== Supplied material ==
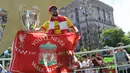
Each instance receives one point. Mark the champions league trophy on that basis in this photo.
(30, 18)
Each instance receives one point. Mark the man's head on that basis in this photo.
(84, 57)
(119, 45)
(53, 11)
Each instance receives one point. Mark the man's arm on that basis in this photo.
(44, 27)
(72, 28)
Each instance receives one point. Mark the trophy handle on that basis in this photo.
(22, 6)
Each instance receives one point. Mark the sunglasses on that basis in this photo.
(53, 9)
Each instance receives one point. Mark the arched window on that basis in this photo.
(3, 21)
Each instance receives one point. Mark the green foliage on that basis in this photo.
(79, 56)
(3, 26)
(112, 36)
(126, 40)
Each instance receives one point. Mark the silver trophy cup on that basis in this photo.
(30, 18)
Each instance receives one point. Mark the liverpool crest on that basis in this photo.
(47, 56)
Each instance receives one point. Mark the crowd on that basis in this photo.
(105, 60)
(6, 69)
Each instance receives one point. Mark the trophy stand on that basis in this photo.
(29, 18)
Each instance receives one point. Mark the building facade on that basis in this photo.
(90, 17)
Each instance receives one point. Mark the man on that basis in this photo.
(58, 24)
(2, 69)
(122, 57)
(87, 63)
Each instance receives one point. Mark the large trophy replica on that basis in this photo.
(38, 52)
(30, 18)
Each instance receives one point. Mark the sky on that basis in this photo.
(121, 13)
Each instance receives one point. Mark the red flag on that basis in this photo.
(38, 52)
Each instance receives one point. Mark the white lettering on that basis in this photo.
(38, 68)
(59, 41)
(36, 41)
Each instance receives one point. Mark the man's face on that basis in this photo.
(54, 12)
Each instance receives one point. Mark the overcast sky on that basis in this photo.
(121, 13)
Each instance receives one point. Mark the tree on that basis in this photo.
(112, 36)
(79, 56)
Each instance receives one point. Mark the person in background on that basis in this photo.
(122, 57)
(57, 24)
(2, 69)
(7, 68)
(75, 65)
(97, 60)
(87, 63)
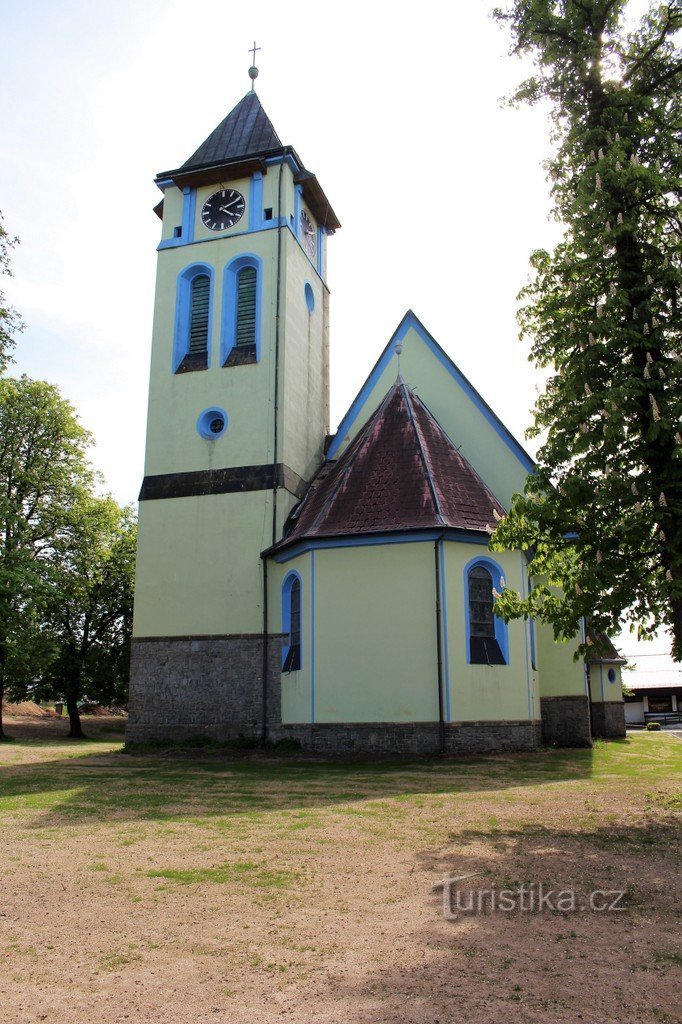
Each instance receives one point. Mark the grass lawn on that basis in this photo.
(194, 889)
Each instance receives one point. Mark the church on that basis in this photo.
(336, 590)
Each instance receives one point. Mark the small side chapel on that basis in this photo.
(333, 589)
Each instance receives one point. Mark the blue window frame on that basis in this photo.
(291, 623)
(194, 318)
(242, 297)
(486, 636)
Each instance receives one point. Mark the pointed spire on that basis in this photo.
(247, 130)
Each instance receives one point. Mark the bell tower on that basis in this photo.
(238, 416)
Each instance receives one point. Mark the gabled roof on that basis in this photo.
(411, 321)
(603, 650)
(401, 472)
(247, 130)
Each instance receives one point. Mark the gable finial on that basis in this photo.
(253, 71)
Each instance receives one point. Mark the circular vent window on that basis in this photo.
(212, 423)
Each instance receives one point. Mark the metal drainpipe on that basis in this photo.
(276, 361)
(263, 726)
(441, 720)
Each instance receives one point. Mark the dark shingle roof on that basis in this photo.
(245, 131)
(602, 649)
(400, 472)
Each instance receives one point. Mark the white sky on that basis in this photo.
(396, 109)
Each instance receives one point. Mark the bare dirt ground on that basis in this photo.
(202, 888)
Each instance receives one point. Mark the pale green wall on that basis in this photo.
(199, 558)
(375, 643)
(600, 687)
(479, 443)
(481, 692)
(559, 674)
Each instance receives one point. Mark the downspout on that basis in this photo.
(441, 718)
(276, 361)
(264, 680)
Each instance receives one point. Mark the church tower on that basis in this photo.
(238, 417)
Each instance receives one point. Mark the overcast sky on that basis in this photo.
(395, 108)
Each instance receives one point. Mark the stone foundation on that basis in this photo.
(182, 687)
(608, 719)
(565, 721)
(411, 738)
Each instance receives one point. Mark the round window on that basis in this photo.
(212, 423)
(309, 298)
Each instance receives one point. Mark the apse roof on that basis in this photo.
(400, 472)
(247, 130)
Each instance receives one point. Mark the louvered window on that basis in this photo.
(483, 646)
(246, 306)
(199, 313)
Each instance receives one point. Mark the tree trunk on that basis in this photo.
(3, 658)
(76, 729)
(73, 692)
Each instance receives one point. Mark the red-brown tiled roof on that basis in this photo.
(400, 472)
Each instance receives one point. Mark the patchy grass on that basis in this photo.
(244, 886)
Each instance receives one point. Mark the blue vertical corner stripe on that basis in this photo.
(443, 626)
(312, 637)
(188, 213)
(297, 211)
(525, 637)
(256, 202)
(408, 322)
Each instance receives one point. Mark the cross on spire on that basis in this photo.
(253, 71)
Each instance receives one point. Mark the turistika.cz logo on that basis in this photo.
(526, 898)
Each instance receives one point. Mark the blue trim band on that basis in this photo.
(322, 544)
(312, 636)
(182, 311)
(501, 631)
(443, 625)
(408, 322)
(287, 585)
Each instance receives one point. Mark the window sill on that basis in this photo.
(241, 355)
(192, 361)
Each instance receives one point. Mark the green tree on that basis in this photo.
(10, 322)
(43, 473)
(603, 513)
(88, 613)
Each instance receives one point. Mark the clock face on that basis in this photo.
(307, 235)
(222, 209)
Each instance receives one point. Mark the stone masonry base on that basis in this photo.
(181, 687)
(411, 738)
(565, 721)
(608, 719)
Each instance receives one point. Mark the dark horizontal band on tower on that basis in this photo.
(222, 481)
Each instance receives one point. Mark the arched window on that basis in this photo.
(199, 310)
(246, 307)
(241, 311)
(193, 318)
(486, 634)
(291, 623)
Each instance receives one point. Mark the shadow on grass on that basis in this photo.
(116, 786)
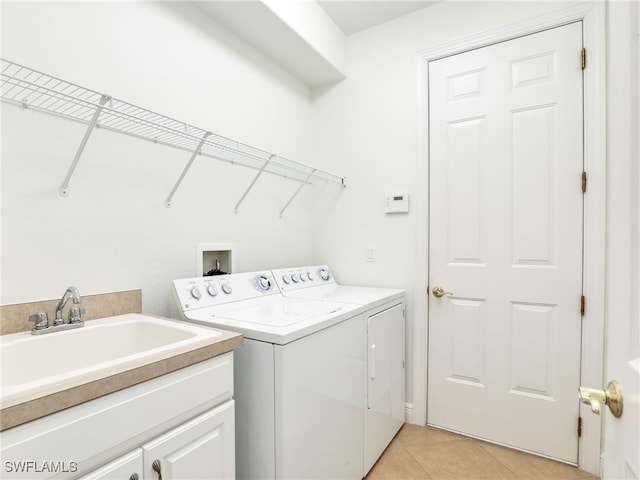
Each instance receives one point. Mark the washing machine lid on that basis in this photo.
(275, 319)
(317, 282)
(370, 296)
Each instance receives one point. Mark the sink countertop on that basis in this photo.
(76, 391)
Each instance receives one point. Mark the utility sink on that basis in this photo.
(36, 365)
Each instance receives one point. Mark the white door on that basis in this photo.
(505, 242)
(201, 449)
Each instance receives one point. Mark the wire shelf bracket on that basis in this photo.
(295, 194)
(64, 188)
(39, 91)
(253, 182)
(186, 168)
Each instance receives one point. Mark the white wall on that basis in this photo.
(367, 127)
(113, 232)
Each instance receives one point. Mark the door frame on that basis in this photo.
(592, 14)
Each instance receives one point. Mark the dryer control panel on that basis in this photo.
(201, 292)
(302, 277)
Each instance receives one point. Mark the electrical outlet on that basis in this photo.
(370, 252)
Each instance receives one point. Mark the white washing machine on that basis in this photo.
(384, 321)
(299, 377)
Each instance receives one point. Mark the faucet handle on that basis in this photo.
(75, 314)
(41, 320)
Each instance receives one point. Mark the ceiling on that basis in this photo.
(352, 16)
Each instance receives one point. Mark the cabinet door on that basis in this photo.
(385, 381)
(203, 448)
(127, 467)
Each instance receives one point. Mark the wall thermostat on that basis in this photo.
(397, 203)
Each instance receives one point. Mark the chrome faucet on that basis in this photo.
(71, 292)
(41, 319)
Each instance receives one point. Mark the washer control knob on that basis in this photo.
(264, 283)
(196, 293)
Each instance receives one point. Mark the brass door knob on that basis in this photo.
(611, 396)
(439, 292)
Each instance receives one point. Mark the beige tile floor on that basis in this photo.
(425, 453)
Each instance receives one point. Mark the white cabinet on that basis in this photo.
(384, 413)
(202, 448)
(127, 467)
(184, 419)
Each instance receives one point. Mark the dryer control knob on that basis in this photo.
(196, 293)
(264, 283)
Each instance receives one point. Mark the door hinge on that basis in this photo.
(579, 426)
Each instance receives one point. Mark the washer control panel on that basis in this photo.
(201, 292)
(302, 277)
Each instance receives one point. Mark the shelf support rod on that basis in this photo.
(186, 168)
(253, 182)
(302, 184)
(64, 188)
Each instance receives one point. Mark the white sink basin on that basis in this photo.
(46, 363)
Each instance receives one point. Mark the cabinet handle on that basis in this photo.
(157, 468)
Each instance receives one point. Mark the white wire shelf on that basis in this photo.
(39, 91)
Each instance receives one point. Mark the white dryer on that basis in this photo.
(299, 376)
(384, 333)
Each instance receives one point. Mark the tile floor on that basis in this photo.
(425, 453)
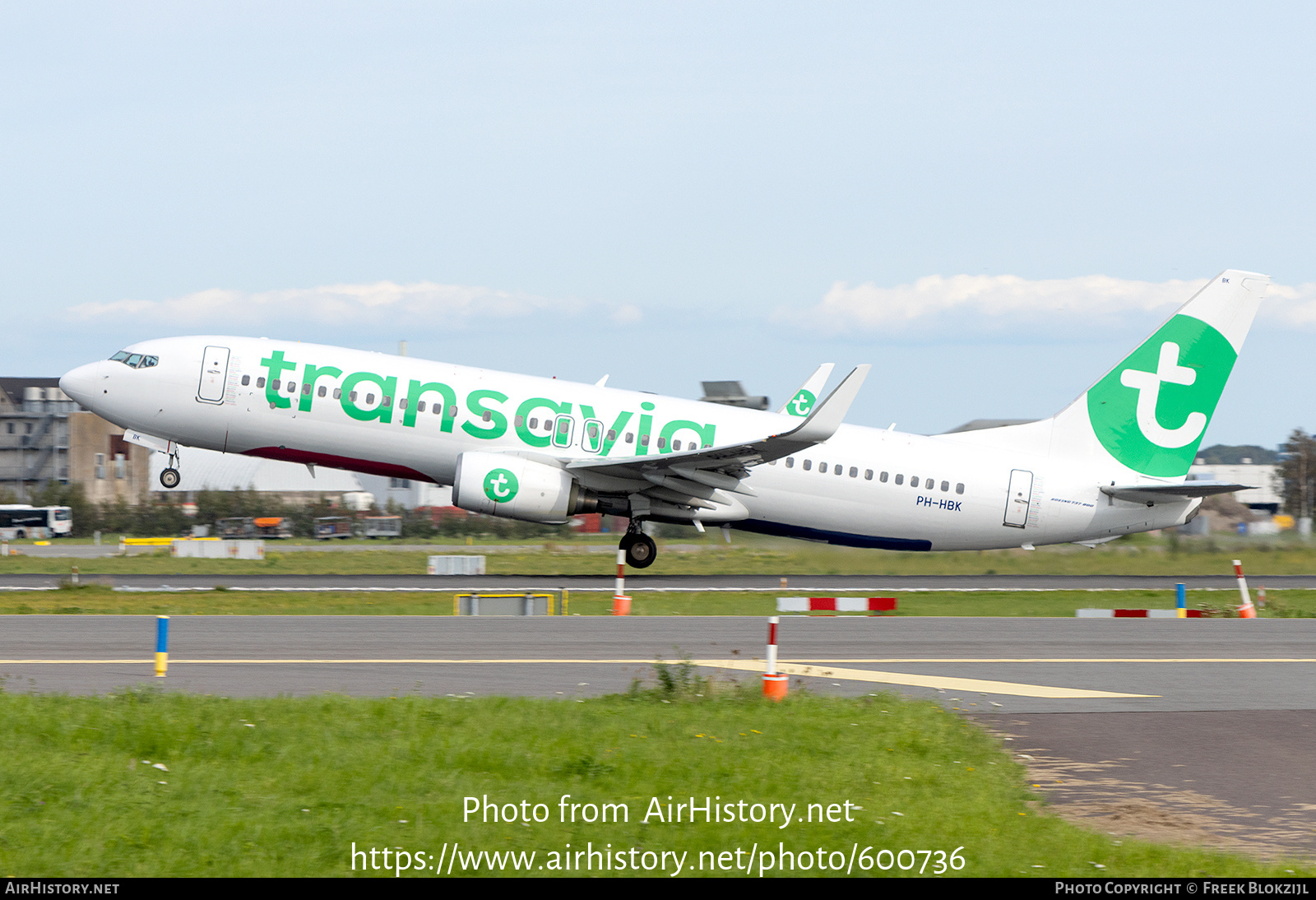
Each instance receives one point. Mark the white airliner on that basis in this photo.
(543, 450)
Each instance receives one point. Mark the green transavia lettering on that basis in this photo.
(370, 397)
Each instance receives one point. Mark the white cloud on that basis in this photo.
(1000, 303)
(359, 305)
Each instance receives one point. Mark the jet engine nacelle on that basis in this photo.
(513, 487)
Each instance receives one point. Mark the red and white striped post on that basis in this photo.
(774, 683)
(1247, 610)
(620, 601)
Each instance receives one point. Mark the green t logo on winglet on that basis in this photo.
(802, 403)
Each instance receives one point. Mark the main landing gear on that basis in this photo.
(170, 478)
(640, 548)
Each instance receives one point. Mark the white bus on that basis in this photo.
(19, 522)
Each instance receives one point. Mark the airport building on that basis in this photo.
(48, 437)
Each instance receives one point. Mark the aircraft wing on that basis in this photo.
(1151, 494)
(699, 478)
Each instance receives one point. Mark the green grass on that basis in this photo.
(98, 599)
(753, 555)
(287, 786)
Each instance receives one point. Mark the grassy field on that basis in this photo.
(148, 785)
(96, 599)
(1135, 555)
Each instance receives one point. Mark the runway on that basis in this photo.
(1199, 726)
(640, 582)
(1132, 665)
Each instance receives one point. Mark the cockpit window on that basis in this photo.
(135, 360)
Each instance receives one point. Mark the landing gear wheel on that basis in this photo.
(640, 550)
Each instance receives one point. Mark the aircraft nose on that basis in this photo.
(81, 383)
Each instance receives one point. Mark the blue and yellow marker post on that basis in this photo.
(161, 645)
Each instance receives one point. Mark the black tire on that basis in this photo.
(642, 550)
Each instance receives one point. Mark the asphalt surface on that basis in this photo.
(640, 582)
(1165, 665)
(1202, 728)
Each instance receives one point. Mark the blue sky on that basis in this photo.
(668, 193)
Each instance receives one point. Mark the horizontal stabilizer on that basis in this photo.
(828, 415)
(1166, 492)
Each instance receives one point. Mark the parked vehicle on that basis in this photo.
(274, 527)
(236, 529)
(19, 520)
(383, 525)
(332, 527)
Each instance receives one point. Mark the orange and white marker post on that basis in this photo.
(620, 601)
(774, 683)
(1247, 610)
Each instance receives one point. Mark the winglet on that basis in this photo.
(802, 403)
(828, 415)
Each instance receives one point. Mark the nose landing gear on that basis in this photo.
(170, 478)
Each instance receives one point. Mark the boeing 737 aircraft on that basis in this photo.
(543, 450)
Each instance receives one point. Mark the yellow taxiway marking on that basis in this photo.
(732, 663)
(822, 670)
(1065, 660)
(921, 680)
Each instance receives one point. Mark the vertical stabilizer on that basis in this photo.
(1152, 410)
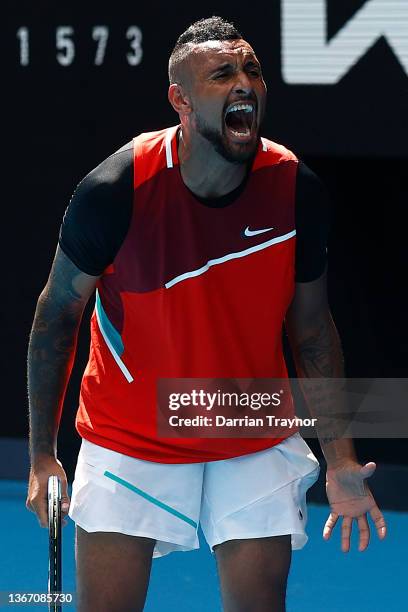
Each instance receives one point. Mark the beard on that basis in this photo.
(220, 144)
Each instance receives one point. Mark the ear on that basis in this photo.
(179, 100)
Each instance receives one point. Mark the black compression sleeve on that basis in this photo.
(97, 218)
(313, 220)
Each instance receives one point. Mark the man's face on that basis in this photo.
(228, 97)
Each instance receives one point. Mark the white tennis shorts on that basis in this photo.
(253, 496)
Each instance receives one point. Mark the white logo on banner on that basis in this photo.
(308, 57)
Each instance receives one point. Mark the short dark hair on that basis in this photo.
(211, 28)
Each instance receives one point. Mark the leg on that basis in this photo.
(112, 571)
(253, 573)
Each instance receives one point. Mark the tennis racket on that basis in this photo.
(54, 526)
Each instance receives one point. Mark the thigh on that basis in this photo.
(113, 571)
(253, 573)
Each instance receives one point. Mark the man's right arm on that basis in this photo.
(51, 355)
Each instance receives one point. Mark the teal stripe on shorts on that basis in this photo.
(151, 499)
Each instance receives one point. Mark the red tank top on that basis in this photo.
(189, 295)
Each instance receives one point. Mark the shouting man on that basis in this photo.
(201, 240)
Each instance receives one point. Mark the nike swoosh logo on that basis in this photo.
(248, 233)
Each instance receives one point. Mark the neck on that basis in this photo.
(204, 171)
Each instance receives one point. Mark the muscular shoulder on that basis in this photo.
(98, 215)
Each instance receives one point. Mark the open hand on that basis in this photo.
(350, 497)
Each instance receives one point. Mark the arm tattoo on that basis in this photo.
(51, 354)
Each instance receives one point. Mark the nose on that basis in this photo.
(242, 84)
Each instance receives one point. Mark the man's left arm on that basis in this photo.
(317, 354)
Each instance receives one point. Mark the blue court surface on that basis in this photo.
(322, 579)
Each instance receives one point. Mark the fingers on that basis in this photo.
(346, 533)
(368, 469)
(329, 525)
(39, 506)
(379, 522)
(364, 533)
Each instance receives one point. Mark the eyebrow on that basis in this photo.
(226, 65)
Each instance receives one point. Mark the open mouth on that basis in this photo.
(240, 119)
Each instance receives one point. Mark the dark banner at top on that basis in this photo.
(95, 73)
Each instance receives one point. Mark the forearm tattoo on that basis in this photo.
(50, 357)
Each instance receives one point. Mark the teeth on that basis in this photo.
(245, 133)
(248, 108)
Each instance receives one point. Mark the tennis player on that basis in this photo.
(201, 241)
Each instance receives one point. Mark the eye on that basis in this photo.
(221, 75)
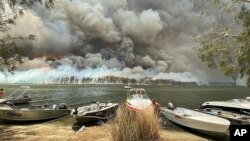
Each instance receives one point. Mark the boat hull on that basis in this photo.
(94, 116)
(138, 104)
(19, 101)
(32, 115)
(206, 125)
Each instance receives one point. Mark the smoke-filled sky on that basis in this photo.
(129, 38)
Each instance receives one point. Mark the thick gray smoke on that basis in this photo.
(150, 37)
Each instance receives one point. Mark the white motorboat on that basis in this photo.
(33, 113)
(137, 99)
(196, 120)
(18, 96)
(240, 106)
(95, 112)
(234, 118)
(127, 86)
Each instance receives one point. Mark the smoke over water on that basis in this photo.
(122, 38)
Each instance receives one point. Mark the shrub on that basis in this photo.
(135, 126)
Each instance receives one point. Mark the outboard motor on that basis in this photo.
(62, 106)
(170, 106)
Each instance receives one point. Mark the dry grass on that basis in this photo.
(135, 126)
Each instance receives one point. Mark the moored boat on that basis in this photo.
(22, 98)
(202, 122)
(127, 86)
(137, 99)
(234, 118)
(32, 113)
(240, 106)
(95, 112)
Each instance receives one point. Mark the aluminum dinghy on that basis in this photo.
(196, 120)
(95, 112)
(33, 113)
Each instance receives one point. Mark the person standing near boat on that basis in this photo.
(1, 93)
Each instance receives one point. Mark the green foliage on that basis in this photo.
(226, 49)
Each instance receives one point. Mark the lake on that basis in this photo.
(78, 95)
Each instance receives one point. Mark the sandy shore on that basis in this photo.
(63, 131)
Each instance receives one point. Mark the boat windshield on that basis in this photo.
(138, 94)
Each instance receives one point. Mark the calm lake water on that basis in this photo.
(77, 95)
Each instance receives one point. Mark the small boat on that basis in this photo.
(127, 86)
(22, 98)
(94, 112)
(33, 113)
(240, 106)
(196, 120)
(137, 99)
(234, 118)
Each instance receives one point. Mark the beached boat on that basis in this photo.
(137, 99)
(202, 122)
(18, 96)
(234, 118)
(127, 86)
(240, 106)
(95, 112)
(33, 113)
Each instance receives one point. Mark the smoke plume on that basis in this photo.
(129, 38)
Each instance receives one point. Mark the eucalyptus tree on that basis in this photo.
(227, 48)
(10, 53)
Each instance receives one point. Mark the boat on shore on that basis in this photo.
(137, 99)
(95, 112)
(21, 98)
(234, 118)
(127, 86)
(32, 113)
(201, 122)
(240, 106)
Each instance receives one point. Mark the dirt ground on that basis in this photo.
(55, 132)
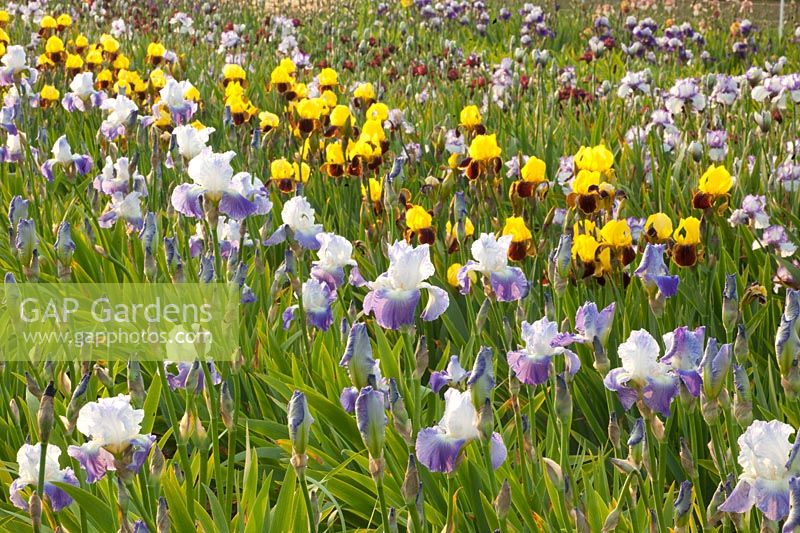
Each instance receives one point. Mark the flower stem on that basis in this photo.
(312, 523)
(382, 502)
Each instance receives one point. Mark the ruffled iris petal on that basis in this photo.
(393, 309)
(437, 451)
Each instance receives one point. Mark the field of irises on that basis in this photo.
(500, 266)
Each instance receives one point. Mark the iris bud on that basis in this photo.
(402, 423)
(300, 421)
(742, 397)
(687, 460)
(226, 406)
(730, 303)
(65, 248)
(46, 415)
(410, 487)
(502, 503)
(563, 405)
(683, 506)
(371, 420)
(162, 516)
===
== Task description ==
Reproduce verbatim every line starting at the line that holds "Each instance receives one point. Mark the smoke plume" and ending with the final line of the data; omit the pictures.

== Solution for this exercise ==
Each instance receives one point. Mark the smoke plume on that basis in this photo.
(129, 38)
Each instance receives one point. Mark the eucalyptus tree on that basis in this photo.
(227, 48)
(10, 53)
Each instance receives one point. Mark the boat on shore on that basis in this photo.
(137, 99)
(95, 112)
(21, 98)
(234, 118)
(127, 86)
(32, 113)
(201, 122)
(240, 106)
Each instance receives one point. Mark the dirt ground on that basis in this photo.
(55, 132)
Each instance receives one point. Mark the flower stem on that basis in this photo.
(312, 523)
(382, 502)
Each instance receives one point. Mark the ruffled iris petal on that basis in this photo.
(393, 309)
(437, 451)
Each instance receives one point. Mark the field of irises on that basis in this photo.
(500, 266)
Each instance receives one point. Mark the iris bud on that basis in this photo.
(402, 423)
(300, 421)
(742, 397)
(687, 460)
(226, 406)
(730, 303)
(65, 248)
(46, 415)
(410, 487)
(502, 503)
(563, 405)
(683, 506)
(371, 420)
(162, 516)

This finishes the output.